#### Dataset records:
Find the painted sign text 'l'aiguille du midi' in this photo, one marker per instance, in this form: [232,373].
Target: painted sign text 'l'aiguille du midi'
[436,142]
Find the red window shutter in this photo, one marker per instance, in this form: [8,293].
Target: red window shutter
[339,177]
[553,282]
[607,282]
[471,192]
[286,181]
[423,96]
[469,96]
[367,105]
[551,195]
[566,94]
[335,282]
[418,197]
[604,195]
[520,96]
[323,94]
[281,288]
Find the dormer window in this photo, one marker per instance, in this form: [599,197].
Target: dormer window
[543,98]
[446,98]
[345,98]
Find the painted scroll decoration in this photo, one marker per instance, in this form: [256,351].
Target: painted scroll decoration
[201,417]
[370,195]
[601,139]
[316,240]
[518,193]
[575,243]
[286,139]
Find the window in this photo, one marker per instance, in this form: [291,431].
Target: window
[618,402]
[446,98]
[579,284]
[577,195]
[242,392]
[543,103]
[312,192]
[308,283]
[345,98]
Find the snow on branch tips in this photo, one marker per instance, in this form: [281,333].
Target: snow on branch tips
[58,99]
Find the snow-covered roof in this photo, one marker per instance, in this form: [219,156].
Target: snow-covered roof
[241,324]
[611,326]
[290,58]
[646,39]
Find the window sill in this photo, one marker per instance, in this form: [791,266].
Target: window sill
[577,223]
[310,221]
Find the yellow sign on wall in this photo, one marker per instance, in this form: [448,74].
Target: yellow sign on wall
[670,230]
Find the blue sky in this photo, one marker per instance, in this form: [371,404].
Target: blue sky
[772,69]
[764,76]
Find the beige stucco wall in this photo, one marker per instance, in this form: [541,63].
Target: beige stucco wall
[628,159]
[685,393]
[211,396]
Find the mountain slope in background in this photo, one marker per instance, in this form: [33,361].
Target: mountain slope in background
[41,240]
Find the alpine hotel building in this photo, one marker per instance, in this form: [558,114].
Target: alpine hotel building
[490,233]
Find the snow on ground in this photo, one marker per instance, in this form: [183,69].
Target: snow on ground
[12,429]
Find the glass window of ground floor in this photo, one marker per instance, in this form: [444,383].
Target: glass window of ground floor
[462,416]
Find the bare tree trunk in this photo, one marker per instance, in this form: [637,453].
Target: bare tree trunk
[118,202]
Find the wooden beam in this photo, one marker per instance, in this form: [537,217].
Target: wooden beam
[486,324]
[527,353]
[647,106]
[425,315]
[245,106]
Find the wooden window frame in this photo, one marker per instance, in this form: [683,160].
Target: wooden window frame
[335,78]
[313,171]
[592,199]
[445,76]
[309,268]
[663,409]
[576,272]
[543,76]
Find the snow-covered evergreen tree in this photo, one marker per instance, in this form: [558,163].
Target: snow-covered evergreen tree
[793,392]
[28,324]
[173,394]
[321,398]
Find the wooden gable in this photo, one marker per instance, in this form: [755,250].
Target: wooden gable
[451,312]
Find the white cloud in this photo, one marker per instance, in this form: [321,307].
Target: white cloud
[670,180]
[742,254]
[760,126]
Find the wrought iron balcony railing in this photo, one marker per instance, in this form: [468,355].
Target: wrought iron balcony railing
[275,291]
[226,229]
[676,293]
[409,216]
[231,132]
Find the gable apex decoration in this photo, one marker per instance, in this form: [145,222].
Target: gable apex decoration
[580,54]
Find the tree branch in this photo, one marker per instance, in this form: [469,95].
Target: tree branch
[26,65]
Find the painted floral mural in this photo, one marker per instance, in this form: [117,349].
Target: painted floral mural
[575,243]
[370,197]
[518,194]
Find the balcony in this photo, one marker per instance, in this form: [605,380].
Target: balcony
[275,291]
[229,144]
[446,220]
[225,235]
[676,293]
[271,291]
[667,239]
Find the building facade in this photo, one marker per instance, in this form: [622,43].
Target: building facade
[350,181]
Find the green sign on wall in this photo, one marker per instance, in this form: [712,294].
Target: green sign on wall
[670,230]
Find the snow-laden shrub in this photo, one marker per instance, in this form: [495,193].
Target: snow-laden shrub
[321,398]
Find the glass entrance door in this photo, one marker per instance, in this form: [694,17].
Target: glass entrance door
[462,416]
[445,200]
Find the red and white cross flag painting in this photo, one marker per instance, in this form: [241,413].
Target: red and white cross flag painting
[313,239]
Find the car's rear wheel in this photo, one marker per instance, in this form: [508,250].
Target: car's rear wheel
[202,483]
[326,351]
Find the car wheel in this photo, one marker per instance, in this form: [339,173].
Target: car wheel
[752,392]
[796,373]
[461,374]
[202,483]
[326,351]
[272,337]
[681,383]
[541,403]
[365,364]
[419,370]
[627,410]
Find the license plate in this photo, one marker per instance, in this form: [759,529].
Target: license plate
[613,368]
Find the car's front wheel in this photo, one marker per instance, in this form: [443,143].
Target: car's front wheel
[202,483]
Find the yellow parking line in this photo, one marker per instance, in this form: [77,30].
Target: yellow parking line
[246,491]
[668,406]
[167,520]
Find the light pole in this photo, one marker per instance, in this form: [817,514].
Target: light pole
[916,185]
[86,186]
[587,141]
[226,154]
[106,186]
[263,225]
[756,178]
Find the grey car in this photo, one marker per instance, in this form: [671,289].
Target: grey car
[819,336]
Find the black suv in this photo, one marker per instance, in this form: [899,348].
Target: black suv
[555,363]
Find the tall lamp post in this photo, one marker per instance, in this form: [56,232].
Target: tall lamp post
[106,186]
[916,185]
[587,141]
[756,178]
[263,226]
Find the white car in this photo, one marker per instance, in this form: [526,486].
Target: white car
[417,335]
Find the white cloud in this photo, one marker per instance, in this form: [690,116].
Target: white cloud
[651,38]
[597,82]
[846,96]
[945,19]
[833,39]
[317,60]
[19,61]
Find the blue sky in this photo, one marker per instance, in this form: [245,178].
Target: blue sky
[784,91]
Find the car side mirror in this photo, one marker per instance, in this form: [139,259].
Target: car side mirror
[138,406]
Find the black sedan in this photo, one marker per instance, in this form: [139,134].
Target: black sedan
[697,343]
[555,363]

#### Your goal:
Beginning with the line above that contains "Target: red window shutter", copy each line exactly up to and including the line that contains "Find the mountain", and go no further.

#### Response:
Target: red window shutter
[339,177]
[553,282]
[607,282]
[471,192]
[286,181]
[423,96]
[469,96]
[367,105]
[551,195]
[566,94]
[335,282]
[418,197]
[604,195]
[520,96]
[323,94]
[281,288]
Find the dormer window in this photo, one marker per instance, in this form: [599,197].
Target: dormer window
[543,98]
[446,98]
[345,98]
Find the painted scroll decoration in this photo, one marker per instance, in this form: [256,351].
Target: painted scroll decoration
[201,417]
[370,195]
[601,139]
[316,240]
[518,193]
[575,243]
[286,139]
Find the window in this photo, one marker per instance, in this form: [291,431].
Target: window
[618,402]
[446,98]
[579,284]
[577,195]
[242,392]
[543,103]
[312,192]
[308,283]
[345,98]
Find the snow on branch tips in this photo, one marker per instance, in this form: [281,333].
Target: snow on branch tips
[58,99]
Find the snow-covered roof in this photo, one marker per instance, in this form: [219,156].
Target: snow-covered roof
[241,324]
[611,326]
[290,58]
[646,39]
Find the window sill in this photo, one marker per instance, in this form: [791,266].
Target: window sill
[577,223]
[310,221]
Find the yellow sign on wall in this photo, one marker per instance, in this form: [448,74].
Target: yellow sign on wall
[670,230]
Find the blue sky in this photo, one marker per instance, in this form: [371,404].
Target: blue sky
[772,69]
[764,76]
Find the beige stucco wall in this photo, one marker per instance, in this form: [541,63].
Target: beige stucco wall
[628,159]
[685,393]
[211,396]
Find the mountain slope in background in this photo, one marker per instance, in this form: [33,361].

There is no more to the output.